**ACTIVITY:**
The copy you produce must repeat each record exactly and contain no pictures.

Photo-based referring expression data
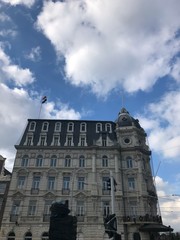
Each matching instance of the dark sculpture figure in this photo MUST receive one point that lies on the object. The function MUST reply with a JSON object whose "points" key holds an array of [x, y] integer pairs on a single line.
{"points": [[62, 226]]}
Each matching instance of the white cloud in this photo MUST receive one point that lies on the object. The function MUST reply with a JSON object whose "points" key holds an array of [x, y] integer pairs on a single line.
{"points": [[162, 122], [34, 55], [27, 3], [169, 204], [12, 72], [108, 44]]}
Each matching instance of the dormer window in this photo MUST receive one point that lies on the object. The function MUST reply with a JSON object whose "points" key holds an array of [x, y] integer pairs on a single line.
{"points": [[98, 127], [45, 126], [57, 127], [70, 127], [32, 126]]}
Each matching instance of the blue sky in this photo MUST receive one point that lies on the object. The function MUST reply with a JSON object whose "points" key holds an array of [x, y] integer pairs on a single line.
{"points": [[86, 56]]}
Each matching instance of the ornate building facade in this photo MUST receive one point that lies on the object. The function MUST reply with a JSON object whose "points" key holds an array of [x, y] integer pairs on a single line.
{"points": [[71, 160]]}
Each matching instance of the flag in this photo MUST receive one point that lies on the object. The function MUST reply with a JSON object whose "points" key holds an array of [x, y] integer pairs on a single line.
{"points": [[44, 99]]}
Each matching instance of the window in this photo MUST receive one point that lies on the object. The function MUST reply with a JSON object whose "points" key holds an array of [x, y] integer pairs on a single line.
{"points": [[32, 208], [106, 208], [32, 126], [45, 126], [11, 236], [51, 183], [67, 161], [69, 140], [83, 127], [70, 127], [108, 127], [80, 208], [21, 182], [98, 127], [24, 161], [129, 162], [81, 161], [15, 207], [29, 140], [104, 161], [58, 127], [28, 236], [45, 236], [42, 141], [56, 140], [66, 183], [53, 161], [2, 187], [131, 183], [36, 182], [80, 183], [39, 161], [105, 183]]}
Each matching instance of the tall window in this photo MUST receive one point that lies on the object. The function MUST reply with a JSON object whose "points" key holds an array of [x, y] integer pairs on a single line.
{"points": [[2, 187], [32, 126], [105, 183], [108, 127], [51, 183], [105, 161], [81, 161], [36, 182], [131, 183], [81, 183], [32, 207], [106, 208], [98, 127], [45, 126], [67, 161], [28, 236], [80, 208], [83, 127], [129, 162], [24, 161], [15, 207], [57, 127], [53, 161], [66, 183], [39, 161], [21, 182], [70, 127], [11, 236]]}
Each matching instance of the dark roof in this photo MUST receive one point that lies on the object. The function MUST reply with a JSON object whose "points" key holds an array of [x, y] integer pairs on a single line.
{"points": [[155, 228]]}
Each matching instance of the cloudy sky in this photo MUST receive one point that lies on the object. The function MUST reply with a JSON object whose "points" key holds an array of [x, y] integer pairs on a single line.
{"points": [[90, 58]]}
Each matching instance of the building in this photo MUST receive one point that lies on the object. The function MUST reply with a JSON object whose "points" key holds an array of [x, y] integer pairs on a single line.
{"points": [[5, 177], [71, 160]]}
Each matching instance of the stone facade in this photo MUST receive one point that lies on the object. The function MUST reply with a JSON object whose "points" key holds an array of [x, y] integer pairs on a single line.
{"points": [[71, 160]]}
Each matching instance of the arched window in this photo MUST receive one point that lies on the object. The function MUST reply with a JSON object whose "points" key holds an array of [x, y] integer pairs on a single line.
{"points": [[28, 236], [24, 161], [105, 161], [67, 161], [32, 126], [70, 127], [11, 236], [45, 126], [53, 161], [81, 161], [45, 236]]}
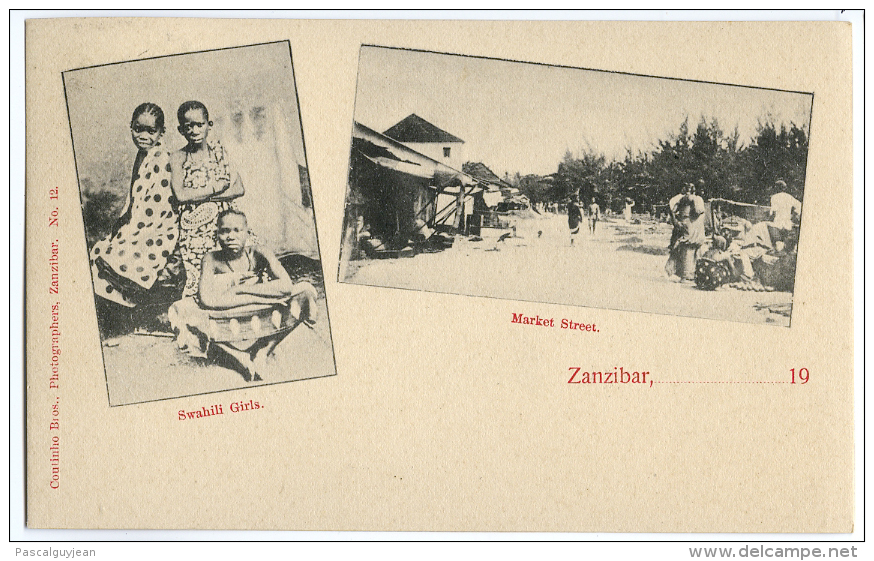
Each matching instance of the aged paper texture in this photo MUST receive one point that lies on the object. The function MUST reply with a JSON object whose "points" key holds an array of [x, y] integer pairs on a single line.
{"points": [[444, 414]]}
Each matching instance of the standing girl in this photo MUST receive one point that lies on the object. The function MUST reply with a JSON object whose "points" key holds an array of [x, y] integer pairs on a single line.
{"points": [[204, 185], [130, 265]]}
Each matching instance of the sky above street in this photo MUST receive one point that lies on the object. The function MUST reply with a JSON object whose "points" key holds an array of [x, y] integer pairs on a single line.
{"points": [[524, 117]]}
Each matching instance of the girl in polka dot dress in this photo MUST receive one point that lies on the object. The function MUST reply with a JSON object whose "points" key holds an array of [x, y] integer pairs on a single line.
{"points": [[126, 265], [204, 185]]}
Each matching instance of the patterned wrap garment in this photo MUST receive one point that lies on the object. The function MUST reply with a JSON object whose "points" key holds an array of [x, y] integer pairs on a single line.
{"points": [[126, 264], [198, 220]]}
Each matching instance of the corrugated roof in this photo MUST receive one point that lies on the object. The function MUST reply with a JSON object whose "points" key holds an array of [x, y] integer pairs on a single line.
{"points": [[417, 129]]}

**RESULT:**
Each matching instance of the dark sculpture figure in this photo MUST receive one point that lies on the object. The function MUST reply with a JSON object whose "points" key holds an array of [x, y] integer pairs on a single line.
{"points": [[62, 226]]}
Each matching instance of the white cloud in this photo MUST receive one point that lies on the object. The function MUST reply with a JSON object whose "points" key holds an array of [x, y] integer pairs on a single line.
{"points": [[162, 122], [34, 55], [27, 3], [169, 204], [12, 72], [108, 44]]}
Each matching instance of the dormer window in this photo MUST receive one point that lies on the object. The function MUST reply with a JSON object whose "points" key holds an array of [x, y] integer pairs on a single line.
{"points": [[98, 127], [45, 126], [57, 127], [70, 127], [32, 126]]}
Each matching instance of the blue sky in this photo MUST receive one point that lies on the object. The function MUST reply with a JSON object whose "points" key holds an array of [x, y] integer pairs on a single line.
{"points": [[86, 56]]}
Each matching instance of the ornate building facade in this photo MUST receive one point that lies on the object. The function MUST reply with a JSON object whose "points" key holds an array of [x, y] integer pairs on a single line.
{"points": [[71, 160]]}
Each matching instance of the flag in this photo MUST receive one point that lies on the object. The function MUST reply with a JSON object whose "points" key holds an array of [x, y] integer pairs on a single line.
{"points": [[44, 99]]}
Each matching instance of the window in this photo MUST receive one point that lies on the object. The function MUST reply with a JSON object whose "points" key holds an array of [x, y] integer pairs on a single line.
{"points": [[32, 208], [106, 208], [32, 126], [45, 126], [11, 236], [51, 183], [67, 161], [69, 140], [83, 127], [70, 127], [108, 127], [80, 208], [21, 182], [98, 127], [24, 161], [129, 162], [81, 161], [15, 207], [29, 140], [104, 161], [58, 127], [28, 236], [45, 236], [42, 141], [56, 140], [66, 183], [53, 161], [2, 187], [131, 183], [36, 182], [80, 183], [39, 161], [105, 183]]}
Each matching instance of the tall window in this photo MUST receive one point that lies on the object. The function MUST reply with a JSON object whose "points" key holds an array of [x, y] integer pairs on a single line.
{"points": [[2, 187], [32, 126], [105, 183], [108, 127], [51, 183], [105, 161], [81, 161], [36, 182], [131, 183], [81, 183], [32, 207], [106, 208], [98, 127], [45, 126], [67, 161], [28, 236], [80, 208], [83, 127], [129, 162], [24, 161], [15, 207], [57, 127], [53, 161], [66, 183], [39, 161], [21, 182], [70, 127], [11, 236]]}
Each matching instance of the dark roof in this photo MUST receive one point that lies on the object. The function MUST reply with a JSON object whose "points" key holds an array of [x, y] integer pairs on a single line.
{"points": [[155, 228]]}
Each matching instance of the cloudy sky in this photo MUST receive one point that lies on the object. The function MUST reply with a JSON object whose "points" key holds an array of [x, y] integer pairs on a single line.
{"points": [[90, 58]]}
Each matching instance of the building in this photo MUST receive one point that lies on the object. The function MUST reply with a JSON object whose "points" key holds an array of [x, y] integer pairs on a single line.
{"points": [[5, 177], [71, 160]]}
Each matching instance of the stone facade in this photo MUST receive one point that lies on the object. The function MUST reply with a JSON object whose "points" key holds an array of [x, y] integer pairs on a single line.
{"points": [[71, 160]]}
Each matching instance of the arched window in this photo MUST receive one point that lies on the object. The function MUST reply with a JSON object whose "points" key holds an array of [x, y] integer pairs on a single line.
{"points": [[28, 236], [24, 161], [105, 161], [67, 161], [32, 126], [70, 127], [11, 236], [45, 126], [53, 161], [81, 161], [45, 236]]}
Each matching instance of the aged paper texture in this photo MUST receive one point that lies on the object. The function MUST reply with a JSON object whose "points" key holds an array of [x, y] integer pairs on a single line.
{"points": [[444, 414]]}
Each matching instance of the standing girl in this photo MUST receive one point that lies on the object. The function MUST reply with a JSON object whose "points" key holds an array of [x, y] integer pairs on a single line.
{"points": [[204, 185], [130, 265]]}
Each matching instance of the sky above street in this photo MUST receive one point that lies on the object. The function MUST reply with a JSON object whose "points" key holds an array of [x, y] integer pairs on a single line.
{"points": [[524, 117]]}
Each matching instance of the girl in polka dot dress in this photo MUST receive one point that lies on the object. The function MUST reply with a JSON object whose "points" key holds an array of [x, y] integer pairs on a single line.
{"points": [[126, 265], [204, 185]]}
Each matching instance of the patterned wrap garment in this photo MUST receive one point that lies on the object. The function MUST reply with a JSON object whose "points" key holds an array of [x, y] integer pairs on a single line.
{"points": [[126, 264], [198, 220]]}
Each matching instance of the corrugated roof in this photo MUST receive one point that lies on the object. The function MUST reply with a JSON object whose "points" key holds an array of [x, y] integer pairs on a single line.
{"points": [[417, 129]]}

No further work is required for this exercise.